| The problem |
Write the next few paragraphs of the news story below about the first Indiana governor's debate, picking up after its final sentence.

| Extract |
───
Gregg draws fire from Pence
By TOM LOBIANCO The Associated Press October 10, 2012 9:10PM
The three candidates for Indiana governor, from left, Republican Mike Pence, Libertarian Rupert Boneham, and Democrat John Gregg participate in a debate in Zionsville, Ind., Wednesday, Oct. 10, 2012. (AP Photo/Michael Conroy)
Updated: November 12, 2012 12:12PM
ZIONSVILLE — Democratic gubernatorial candidate John Gregg finally drew Mike Pence out of his shell Wednesday in their first debate after months of criticizing the Republican congressman in what has been a fairly lopsided race.
Gregg hit Pence in their first direct battle of the election for missing votes in Congress and opposing the auto bailout. Pence, who attempted at times to continue a front-runner’s strategy of largely ignoring Gregg’s attacks, hit back Wednesday with a critique that Gregg was part of a state government that left Indiana “effectively bankrupt” a decade ago.
Gregg, Pence and Libertarian candidate Rupert Boneham met at Zionsville High School for the first of three debates before the November election. The meeting marked one of the first times Pence has acknowledged any of the critiques Gregg has lobbed his way over the past year, but the Republican congressman largely stuck to what has been a highly disciplined message, talking about his “roadmap” about 10 times throughout the night.
───
| Data extracts |

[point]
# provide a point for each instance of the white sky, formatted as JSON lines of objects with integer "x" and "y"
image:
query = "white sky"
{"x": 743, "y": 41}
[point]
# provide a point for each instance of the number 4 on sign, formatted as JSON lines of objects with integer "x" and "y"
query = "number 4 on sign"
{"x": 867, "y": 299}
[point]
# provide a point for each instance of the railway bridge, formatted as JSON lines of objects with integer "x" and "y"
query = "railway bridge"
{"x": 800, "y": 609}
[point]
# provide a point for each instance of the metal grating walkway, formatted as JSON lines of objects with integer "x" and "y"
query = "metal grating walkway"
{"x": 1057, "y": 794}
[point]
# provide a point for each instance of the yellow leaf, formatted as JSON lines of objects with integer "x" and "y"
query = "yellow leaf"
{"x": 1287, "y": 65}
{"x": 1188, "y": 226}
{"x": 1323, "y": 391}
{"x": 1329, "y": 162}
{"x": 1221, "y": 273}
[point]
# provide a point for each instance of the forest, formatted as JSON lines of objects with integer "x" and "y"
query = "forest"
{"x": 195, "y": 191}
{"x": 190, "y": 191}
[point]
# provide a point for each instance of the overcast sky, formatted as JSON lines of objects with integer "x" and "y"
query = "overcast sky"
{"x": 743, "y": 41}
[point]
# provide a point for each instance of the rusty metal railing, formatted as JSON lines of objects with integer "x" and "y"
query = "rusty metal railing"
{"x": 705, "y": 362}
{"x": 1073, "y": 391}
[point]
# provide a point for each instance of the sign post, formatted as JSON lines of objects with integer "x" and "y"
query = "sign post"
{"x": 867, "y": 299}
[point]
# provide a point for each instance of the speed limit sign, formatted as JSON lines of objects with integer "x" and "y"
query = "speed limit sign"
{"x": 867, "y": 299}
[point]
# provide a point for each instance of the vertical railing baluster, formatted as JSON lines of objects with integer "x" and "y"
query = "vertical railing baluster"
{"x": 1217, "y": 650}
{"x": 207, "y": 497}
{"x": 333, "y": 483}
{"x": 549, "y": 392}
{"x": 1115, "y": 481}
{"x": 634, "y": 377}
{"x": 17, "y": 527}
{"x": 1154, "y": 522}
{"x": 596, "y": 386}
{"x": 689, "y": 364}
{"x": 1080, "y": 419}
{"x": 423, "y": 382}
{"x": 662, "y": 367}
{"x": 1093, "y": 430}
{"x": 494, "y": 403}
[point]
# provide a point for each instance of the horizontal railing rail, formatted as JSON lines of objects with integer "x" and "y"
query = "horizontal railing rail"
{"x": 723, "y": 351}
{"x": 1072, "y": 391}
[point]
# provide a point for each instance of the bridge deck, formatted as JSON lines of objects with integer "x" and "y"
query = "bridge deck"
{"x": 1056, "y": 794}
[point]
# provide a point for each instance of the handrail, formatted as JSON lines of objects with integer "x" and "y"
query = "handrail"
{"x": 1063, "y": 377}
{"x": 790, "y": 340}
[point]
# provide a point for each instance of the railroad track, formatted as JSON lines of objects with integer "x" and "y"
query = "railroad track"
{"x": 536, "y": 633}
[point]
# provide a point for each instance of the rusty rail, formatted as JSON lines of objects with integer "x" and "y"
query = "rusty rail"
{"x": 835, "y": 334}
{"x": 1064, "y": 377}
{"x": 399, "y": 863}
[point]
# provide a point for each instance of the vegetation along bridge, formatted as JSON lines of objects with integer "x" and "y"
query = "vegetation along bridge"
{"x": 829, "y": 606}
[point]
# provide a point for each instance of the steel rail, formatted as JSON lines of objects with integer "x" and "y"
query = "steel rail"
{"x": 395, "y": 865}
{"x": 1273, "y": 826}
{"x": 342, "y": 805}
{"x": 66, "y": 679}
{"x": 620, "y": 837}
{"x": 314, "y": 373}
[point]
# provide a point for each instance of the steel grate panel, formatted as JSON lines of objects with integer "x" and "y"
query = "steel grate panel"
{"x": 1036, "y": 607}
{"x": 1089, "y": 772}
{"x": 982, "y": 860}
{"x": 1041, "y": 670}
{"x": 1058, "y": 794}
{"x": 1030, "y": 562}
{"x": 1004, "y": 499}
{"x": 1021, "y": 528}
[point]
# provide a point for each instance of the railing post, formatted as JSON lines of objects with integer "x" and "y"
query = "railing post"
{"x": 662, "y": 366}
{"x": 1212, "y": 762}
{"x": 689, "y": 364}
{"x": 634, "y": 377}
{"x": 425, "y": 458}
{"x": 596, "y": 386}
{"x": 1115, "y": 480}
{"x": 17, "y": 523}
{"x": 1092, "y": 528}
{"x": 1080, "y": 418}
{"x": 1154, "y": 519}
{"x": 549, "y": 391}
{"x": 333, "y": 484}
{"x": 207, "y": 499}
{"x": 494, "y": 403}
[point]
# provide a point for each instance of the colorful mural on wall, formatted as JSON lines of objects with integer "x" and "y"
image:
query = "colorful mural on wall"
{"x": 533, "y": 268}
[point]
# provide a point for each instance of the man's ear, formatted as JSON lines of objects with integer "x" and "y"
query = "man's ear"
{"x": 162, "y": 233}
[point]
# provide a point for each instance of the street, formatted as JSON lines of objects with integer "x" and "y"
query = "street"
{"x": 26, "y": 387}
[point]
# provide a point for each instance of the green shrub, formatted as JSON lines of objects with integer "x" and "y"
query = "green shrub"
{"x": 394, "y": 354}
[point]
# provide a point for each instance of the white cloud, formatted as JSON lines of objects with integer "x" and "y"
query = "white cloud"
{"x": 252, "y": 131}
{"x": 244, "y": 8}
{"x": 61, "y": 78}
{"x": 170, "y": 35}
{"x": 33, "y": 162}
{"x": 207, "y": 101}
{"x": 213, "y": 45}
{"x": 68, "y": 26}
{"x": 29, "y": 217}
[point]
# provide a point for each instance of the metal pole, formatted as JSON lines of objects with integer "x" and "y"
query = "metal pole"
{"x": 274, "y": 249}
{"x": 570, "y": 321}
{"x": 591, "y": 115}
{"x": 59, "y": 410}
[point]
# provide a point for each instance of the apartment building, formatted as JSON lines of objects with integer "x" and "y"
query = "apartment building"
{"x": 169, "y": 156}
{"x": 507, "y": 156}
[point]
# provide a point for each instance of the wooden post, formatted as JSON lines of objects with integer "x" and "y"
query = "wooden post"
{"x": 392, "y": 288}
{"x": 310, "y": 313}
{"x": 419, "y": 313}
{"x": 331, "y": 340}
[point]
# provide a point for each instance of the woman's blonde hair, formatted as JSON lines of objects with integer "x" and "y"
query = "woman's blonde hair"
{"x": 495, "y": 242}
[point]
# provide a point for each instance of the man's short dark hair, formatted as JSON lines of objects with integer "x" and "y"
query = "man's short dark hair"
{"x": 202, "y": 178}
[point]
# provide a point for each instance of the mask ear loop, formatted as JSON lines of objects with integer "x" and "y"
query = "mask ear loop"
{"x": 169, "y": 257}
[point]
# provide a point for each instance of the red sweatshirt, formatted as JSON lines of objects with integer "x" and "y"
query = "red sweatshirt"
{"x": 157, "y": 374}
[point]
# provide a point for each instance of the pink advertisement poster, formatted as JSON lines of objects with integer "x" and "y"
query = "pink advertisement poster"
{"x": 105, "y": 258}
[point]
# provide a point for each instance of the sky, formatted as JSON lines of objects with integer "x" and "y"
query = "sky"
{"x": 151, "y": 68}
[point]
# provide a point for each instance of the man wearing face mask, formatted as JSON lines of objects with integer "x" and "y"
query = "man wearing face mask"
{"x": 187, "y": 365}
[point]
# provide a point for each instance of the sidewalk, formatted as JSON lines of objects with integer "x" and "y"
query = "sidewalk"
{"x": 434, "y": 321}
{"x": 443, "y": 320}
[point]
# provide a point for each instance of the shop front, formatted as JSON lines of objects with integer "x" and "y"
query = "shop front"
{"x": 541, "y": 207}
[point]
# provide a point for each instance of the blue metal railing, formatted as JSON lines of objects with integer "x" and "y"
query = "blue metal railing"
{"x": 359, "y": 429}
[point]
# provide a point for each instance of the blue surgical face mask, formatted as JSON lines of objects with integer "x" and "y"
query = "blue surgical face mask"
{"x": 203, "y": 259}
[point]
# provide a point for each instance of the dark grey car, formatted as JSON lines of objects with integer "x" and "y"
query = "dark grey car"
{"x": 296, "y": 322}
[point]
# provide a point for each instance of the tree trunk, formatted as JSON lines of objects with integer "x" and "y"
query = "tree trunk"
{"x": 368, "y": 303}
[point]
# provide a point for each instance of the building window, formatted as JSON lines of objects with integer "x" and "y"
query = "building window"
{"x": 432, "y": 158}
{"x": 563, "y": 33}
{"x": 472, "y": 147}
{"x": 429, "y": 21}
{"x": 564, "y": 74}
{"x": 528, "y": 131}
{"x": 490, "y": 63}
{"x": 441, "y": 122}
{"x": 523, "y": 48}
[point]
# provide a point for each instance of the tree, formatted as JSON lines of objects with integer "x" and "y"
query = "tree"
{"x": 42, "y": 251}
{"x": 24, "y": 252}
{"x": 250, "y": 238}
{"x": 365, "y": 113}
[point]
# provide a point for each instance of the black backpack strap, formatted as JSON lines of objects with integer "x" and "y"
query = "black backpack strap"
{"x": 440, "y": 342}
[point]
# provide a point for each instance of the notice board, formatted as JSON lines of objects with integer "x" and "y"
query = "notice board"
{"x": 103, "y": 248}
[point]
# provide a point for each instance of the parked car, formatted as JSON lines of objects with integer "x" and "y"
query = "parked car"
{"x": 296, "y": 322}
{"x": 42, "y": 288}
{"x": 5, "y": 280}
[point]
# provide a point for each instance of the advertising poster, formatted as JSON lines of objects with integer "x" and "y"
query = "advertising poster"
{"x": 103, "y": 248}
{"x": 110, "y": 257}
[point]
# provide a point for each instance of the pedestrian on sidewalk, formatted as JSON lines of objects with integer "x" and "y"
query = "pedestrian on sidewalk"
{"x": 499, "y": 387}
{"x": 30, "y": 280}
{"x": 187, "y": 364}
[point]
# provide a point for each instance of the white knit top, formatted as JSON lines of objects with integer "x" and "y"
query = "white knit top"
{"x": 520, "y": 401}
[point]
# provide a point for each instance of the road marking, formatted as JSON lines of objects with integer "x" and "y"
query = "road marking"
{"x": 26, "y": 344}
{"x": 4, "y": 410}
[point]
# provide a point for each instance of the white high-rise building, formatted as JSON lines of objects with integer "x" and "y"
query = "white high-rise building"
───
| Output of the exercise |
Pence has held a large fundraising lead throughout the campaign, and the few public polls taken this year have shown him with double-digit leads over Gregg. Gregg tried a more direct message Wednesday night as he seeks to make up ground in the final four weeks, appealing directly to “Lugar Republicans” and flatly rejecting “ideologues” from any party.
Boneham got in a few shots Wednesday, criticizing a lack of transparency in state government, but was more often used as a buffer by Pence, who dodged as many Gregg critiques as possible.
Indiana’s next governor will inherit a full plate, beginning with work on the state’s next biennial budget. Daniels is leaving his successor with an estimated $2 billion in cash reserves and a pending drop-off in transportation funds of roughly $500 million a year.
The new governor also will have to negotiate with veteran lawmakers during the 2013 session, including Republican House Speaker Brian Bosma, who said last week that new tax cuts sound good on the campaign trail but might have to wait as the state phases out the inheritance tax and decreases its corporate income tax.
The 2013 legislative session also promises to force a few divisive social issues before the new governor, including efforts to teach creationism in Indiana schools and a proposal to write Indiana’s ban on gay marriage into the state constitution. Boneham is the only one of the three candidates to say he would oppose the ban.
Pence took his first direct hit on Gregg after asking how the candidates would maintain balanced budgets. Pence snapped back when Gregg appeared to dodge the question:
“Maybe the reason you didn’t answer the question about fiscal responsibility is because for five of the six years that you were speaker of the House, Indiana ran deficits,” Pence said.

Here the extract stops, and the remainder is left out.